Once you find the line in the listing below that contains "Each instance of the lamp", copy it and every following line exactly, stopping at the end.
*** Opening Material provided ***
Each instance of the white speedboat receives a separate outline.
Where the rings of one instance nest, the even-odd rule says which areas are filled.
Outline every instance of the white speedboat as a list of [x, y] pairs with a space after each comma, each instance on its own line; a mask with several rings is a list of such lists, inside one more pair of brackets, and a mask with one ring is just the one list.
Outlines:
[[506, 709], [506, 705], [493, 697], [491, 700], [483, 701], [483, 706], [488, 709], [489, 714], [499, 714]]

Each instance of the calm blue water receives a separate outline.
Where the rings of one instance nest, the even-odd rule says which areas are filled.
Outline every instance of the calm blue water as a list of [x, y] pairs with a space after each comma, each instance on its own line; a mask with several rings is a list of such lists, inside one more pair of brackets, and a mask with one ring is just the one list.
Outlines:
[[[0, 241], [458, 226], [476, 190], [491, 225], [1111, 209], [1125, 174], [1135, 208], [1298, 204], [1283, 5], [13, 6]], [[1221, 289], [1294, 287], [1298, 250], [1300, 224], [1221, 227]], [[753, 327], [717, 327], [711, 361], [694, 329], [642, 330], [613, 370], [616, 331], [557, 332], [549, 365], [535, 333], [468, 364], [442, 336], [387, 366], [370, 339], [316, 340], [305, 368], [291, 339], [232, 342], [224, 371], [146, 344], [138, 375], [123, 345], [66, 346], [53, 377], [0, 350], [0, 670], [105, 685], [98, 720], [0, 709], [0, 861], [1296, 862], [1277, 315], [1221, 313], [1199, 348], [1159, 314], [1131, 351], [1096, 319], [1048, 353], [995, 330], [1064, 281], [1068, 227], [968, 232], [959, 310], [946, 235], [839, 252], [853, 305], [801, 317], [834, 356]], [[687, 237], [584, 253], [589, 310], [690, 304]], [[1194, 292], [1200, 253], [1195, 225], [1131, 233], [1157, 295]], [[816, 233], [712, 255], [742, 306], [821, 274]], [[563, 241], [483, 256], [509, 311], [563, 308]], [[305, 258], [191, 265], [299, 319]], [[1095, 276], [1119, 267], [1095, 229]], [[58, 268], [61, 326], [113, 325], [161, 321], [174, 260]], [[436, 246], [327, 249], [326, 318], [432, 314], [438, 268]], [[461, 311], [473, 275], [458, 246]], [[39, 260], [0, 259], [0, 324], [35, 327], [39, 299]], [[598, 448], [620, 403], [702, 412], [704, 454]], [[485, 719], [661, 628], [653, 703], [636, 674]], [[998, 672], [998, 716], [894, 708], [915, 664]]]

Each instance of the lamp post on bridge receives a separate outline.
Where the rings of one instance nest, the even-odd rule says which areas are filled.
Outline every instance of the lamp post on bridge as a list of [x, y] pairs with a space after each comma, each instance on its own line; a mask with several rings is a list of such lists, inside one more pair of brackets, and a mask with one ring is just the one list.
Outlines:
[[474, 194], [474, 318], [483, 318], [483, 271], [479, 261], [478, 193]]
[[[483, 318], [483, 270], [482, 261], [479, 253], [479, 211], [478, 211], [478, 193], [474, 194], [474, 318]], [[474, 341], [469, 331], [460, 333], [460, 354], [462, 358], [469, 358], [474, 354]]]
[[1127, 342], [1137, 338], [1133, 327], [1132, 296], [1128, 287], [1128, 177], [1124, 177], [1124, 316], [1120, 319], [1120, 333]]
*** Closing Material provided ***
Answer section
Each instance of the lamp post on bridge receives a separate outline.
Where the rings of one instance nest, the even-odd rule says which areas are filled.
Outline every instance of the lamp post on bridge as a list of [x, y] pairs with a space after each comma, each instance on its own line; a mask with several rings is a list of such lists, inside one more pair of brackets, and a mask with one ring is just the one list.
Outlines:
[[474, 194], [474, 318], [483, 318], [483, 271], [479, 261], [478, 193]]
[[[483, 318], [483, 270], [482, 261], [479, 253], [479, 211], [478, 211], [478, 193], [474, 194], [474, 318]], [[474, 341], [469, 331], [460, 333], [460, 354], [462, 358], [469, 358], [474, 354]]]
[[1127, 342], [1137, 338], [1133, 327], [1132, 296], [1128, 287], [1128, 177], [1124, 177], [1124, 316], [1120, 319], [1120, 333]]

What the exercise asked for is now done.